● Short task: A faithful transcription of all the data is required.

● Task material:

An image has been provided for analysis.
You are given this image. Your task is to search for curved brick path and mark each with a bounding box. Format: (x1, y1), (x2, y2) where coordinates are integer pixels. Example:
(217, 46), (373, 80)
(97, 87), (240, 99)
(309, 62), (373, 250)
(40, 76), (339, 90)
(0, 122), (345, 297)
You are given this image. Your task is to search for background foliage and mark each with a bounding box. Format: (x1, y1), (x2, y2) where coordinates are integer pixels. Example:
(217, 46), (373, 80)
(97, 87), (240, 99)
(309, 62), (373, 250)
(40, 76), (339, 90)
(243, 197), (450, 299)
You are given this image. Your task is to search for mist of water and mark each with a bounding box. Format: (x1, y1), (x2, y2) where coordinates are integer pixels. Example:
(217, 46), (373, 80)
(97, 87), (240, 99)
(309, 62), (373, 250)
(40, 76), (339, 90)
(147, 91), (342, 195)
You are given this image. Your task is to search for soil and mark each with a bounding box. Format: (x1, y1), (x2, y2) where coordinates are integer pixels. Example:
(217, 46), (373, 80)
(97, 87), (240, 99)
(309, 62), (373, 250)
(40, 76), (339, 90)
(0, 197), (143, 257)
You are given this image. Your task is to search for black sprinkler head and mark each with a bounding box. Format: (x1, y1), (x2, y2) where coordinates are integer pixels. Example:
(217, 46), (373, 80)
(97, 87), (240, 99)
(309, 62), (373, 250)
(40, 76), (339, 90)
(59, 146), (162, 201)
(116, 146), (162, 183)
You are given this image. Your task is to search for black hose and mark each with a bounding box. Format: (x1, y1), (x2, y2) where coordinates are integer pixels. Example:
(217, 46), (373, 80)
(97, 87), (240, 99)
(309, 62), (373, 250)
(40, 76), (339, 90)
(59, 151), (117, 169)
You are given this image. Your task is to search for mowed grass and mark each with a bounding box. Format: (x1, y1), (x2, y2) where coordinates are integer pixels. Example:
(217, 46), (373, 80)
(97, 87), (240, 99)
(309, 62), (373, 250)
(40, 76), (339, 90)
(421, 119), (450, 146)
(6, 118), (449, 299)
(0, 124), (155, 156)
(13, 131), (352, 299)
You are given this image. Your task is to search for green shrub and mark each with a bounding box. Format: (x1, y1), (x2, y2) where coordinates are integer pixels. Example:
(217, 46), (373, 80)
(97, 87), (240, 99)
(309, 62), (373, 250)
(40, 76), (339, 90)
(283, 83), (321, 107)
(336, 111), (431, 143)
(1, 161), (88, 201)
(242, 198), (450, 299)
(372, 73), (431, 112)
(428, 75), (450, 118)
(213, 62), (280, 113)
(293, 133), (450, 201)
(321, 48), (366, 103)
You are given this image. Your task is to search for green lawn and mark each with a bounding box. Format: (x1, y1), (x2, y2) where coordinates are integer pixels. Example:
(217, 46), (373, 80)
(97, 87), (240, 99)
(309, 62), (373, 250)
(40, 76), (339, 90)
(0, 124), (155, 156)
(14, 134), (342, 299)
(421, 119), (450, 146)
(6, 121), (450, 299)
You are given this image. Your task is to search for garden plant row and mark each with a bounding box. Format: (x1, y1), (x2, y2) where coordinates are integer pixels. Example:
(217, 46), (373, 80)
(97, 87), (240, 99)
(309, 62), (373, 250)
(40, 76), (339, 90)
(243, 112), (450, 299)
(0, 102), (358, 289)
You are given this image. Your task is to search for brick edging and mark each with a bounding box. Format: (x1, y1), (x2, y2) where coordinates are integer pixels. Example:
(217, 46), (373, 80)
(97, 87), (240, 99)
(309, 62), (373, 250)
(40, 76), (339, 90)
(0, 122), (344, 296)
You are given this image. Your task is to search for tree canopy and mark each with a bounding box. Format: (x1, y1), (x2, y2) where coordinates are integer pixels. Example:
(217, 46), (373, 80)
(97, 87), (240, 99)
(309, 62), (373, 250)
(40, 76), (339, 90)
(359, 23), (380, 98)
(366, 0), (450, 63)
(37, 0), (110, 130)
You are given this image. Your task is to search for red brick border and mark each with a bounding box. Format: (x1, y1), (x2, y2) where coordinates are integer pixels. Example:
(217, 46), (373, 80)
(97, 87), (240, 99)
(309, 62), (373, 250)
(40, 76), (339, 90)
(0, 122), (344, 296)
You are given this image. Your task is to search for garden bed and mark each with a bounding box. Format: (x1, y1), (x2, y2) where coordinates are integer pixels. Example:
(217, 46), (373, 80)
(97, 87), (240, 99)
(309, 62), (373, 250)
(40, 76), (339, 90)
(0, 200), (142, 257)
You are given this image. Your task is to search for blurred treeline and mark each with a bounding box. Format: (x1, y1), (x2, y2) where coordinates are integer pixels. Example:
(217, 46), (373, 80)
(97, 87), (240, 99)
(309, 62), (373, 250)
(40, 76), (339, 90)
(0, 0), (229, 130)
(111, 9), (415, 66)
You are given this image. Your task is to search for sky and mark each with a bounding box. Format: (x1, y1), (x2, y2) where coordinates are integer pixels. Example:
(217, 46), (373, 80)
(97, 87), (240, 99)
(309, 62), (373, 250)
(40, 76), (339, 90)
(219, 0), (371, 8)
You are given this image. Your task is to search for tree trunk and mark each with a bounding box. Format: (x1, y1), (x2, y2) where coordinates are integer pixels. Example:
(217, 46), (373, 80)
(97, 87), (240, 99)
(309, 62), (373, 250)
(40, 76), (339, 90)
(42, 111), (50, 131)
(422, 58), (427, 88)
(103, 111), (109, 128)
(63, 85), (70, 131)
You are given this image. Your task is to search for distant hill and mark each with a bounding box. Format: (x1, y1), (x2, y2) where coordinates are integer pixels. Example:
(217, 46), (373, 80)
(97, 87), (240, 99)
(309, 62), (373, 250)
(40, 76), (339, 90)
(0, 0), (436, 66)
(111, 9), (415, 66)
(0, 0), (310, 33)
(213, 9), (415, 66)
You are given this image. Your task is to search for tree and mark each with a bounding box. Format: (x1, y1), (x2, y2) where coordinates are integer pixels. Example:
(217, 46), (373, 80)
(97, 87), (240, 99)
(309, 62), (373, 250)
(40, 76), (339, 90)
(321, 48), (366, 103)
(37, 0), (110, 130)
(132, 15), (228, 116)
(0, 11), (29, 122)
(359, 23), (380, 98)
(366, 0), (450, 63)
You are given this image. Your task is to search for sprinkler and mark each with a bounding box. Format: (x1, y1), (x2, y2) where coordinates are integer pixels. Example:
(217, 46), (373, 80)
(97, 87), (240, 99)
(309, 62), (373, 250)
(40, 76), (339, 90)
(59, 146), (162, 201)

● Task output:
An image has been provided for analysis.
You are given this image. Your task is to search for curved brick path and mark each with a bounding box. Format: (x1, y1), (x2, y2) where coordinates are integer pixels. Example:
(217, 46), (373, 80)
(97, 87), (240, 99)
(309, 62), (373, 250)
(40, 76), (339, 90)
(0, 122), (345, 297)
You are given this image. Your task is to search for background foliage and mark each with a bounding box. Format: (x1, y1), (x2, y2) where coordinates are integer pixels. Example:
(217, 46), (373, 80)
(97, 87), (240, 99)
(309, 62), (373, 250)
(40, 76), (339, 90)
(243, 197), (450, 299)
You are given this image. Your task is to search for mist of water and mark each with a bounding box. Format: (x1, y1), (x2, y2) where coordinates are integer pixels. Example:
(217, 46), (373, 80)
(97, 87), (240, 99)
(309, 62), (373, 250)
(40, 76), (339, 90)
(147, 91), (342, 195)
You are given this image. Your task is to search for soil and mark each with a bounding box. Format: (x1, y1), (x2, y2) where coordinates are integer pixels. Example:
(217, 46), (373, 80)
(97, 87), (240, 99)
(309, 62), (373, 250)
(40, 76), (339, 90)
(0, 197), (143, 257)
You are given this image. Your task is to search for black sprinkler head and mark each with a bounding box. Format: (x1, y1), (x2, y2) where coordinates are integer pixels. Example:
(217, 46), (373, 80)
(97, 87), (240, 99)
(309, 62), (373, 250)
(40, 76), (339, 90)
(59, 146), (162, 201)
(116, 146), (162, 183)
You are given this image. Your task is to search for black hose and mark each with a bounding box. Format: (x1, y1), (x2, y2) where coordinates are integer pixels. Example:
(217, 46), (373, 80)
(97, 87), (240, 99)
(309, 62), (373, 250)
(40, 76), (339, 90)
(59, 151), (117, 169)
You are given this image. Your task is to search for mowed grass and mark each with a bounding box. Format: (x1, y1), (x2, y2) where coordinates are integer pixels. Example:
(217, 46), (373, 80)
(97, 87), (240, 99)
(309, 62), (373, 250)
(40, 76), (339, 90)
(421, 119), (450, 146)
(6, 118), (449, 299)
(0, 124), (155, 156)
(13, 131), (352, 299)
You are given this image. Your task is to search for green shrub and mark each with a bounding box. Format: (x1, y1), (x2, y2) where coordinates are integer pixels. Example:
(217, 46), (373, 80)
(97, 87), (240, 99)
(309, 62), (373, 250)
(40, 76), (339, 90)
(283, 83), (321, 107)
(336, 111), (431, 143)
(1, 161), (88, 201)
(242, 198), (450, 299)
(372, 73), (431, 112)
(428, 75), (450, 118)
(213, 62), (280, 113)
(293, 133), (450, 201)
(321, 48), (366, 103)
You are given this image. Your task is to search for green lawn and mark each with a bounding box. Format: (x1, y1), (x2, y2) where coordinates are integer pixels. Example:
(217, 46), (373, 80)
(97, 87), (240, 99)
(309, 62), (373, 250)
(40, 76), (339, 90)
(0, 124), (155, 156)
(14, 134), (342, 299)
(421, 119), (450, 146)
(6, 121), (450, 299)
You are given this image. Your task is to search for garden plant row and mark each with a bounding box. Format: (x1, y1), (x2, y2) where coordinates are integer pixels. Example:
(217, 46), (373, 80)
(97, 87), (240, 99)
(309, 62), (373, 250)
(40, 76), (339, 90)
(243, 112), (450, 299)
(0, 102), (358, 289)
You are given this image. Your task is to search for brick edging and mark each with a bounding box. Format: (x1, y1), (x2, y2) where coordinates are integer pixels. Example:
(217, 46), (373, 80)
(97, 87), (240, 99)
(309, 62), (373, 250)
(40, 76), (339, 90)
(0, 122), (344, 296)
You are given this image. Your task is to search for tree canopy and mark each with a bounding box. Format: (x1, y1), (x2, y2) where coordinates are integer pixels. Example:
(217, 46), (373, 80)
(97, 87), (240, 99)
(309, 62), (373, 250)
(40, 76), (339, 90)
(359, 23), (380, 98)
(366, 0), (450, 63)
(37, 0), (110, 130)
You are given this image. Your task is to search for red brick border and mark each with a bounding box. Format: (x1, y1), (x2, y2) where coordinates are integer pixels. Example:
(217, 46), (373, 80)
(97, 87), (240, 99)
(309, 62), (373, 250)
(40, 76), (339, 90)
(0, 122), (344, 296)
You are given this image. Your task is to search for garden bed and mark each with a bounding box. Format: (x1, y1), (x2, y2) where coordinates are integer pixels. Example:
(217, 46), (373, 80)
(97, 87), (240, 99)
(309, 62), (373, 250)
(40, 76), (339, 90)
(0, 200), (142, 257)
You are given this image. Your task is to search for blurred treeline and mark each with a bounding box. Format: (x1, y1), (x2, y2) where coordinates are integer pixels. Example:
(217, 46), (373, 80)
(97, 87), (240, 99)
(309, 62), (373, 250)
(40, 76), (339, 90)
(0, 0), (229, 130)
(111, 9), (415, 66)
You are given this image. Your task is to search for sky and mark each with a bounding box. Format: (x1, y1), (x2, y2) where coordinates are integer pixels. Example:
(217, 46), (373, 80)
(97, 87), (240, 99)
(309, 62), (373, 250)
(40, 76), (339, 90)
(219, 0), (371, 8)
You are given this image. Your task is to search for tree trunk and mark each with a bounding box. Format: (x1, y1), (x2, y2) where coordinates are integer pixels. Example:
(217, 46), (373, 80)
(97, 87), (240, 99)
(309, 62), (373, 250)
(40, 76), (339, 90)
(42, 111), (50, 131)
(422, 58), (427, 88)
(103, 111), (109, 128)
(63, 85), (70, 131)
You are given this image. Your task is to search for distant hill and mark each with a bounding box. Format: (x1, y1), (x2, y2) where coordinates are integer pixels. Example:
(217, 46), (373, 80)
(97, 87), (240, 99)
(309, 62), (373, 250)
(40, 76), (339, 90)
(0, 0), (436, 66)
(111, 9), (415, 66)
(0, 0), (310, 33)
(213, 9), (415, 66)
You are given this image. Your task is to search for tree and mark each with a bounding box. Format: (x1, y1), (x2, y2) where coordinates are integer pixels. Example:
(217, 46), (373, 80)
(97, 87), (240, 99)
(309, 62), (373, 250)
(40, 76), (339, 90)
(321, 48), (366, 103)
(37, 0), (110, 130)
(132, 15), (228, 116)
(0, 11), (29, 122)
(359, 23), (380, 98)
(366, 0), (450, 63)
You are given this image. Your task is to search for sprinkler and mark each with a bounding box. Format: (x1, y1), (x2, y2) where coordinates are integer pixels. Example:
(217, 46), (373, 80)
(97, 87), (240, 99)
(309, 62), (373, 250)
(40, 76), (339, 90)
(59, 146), (162, 201)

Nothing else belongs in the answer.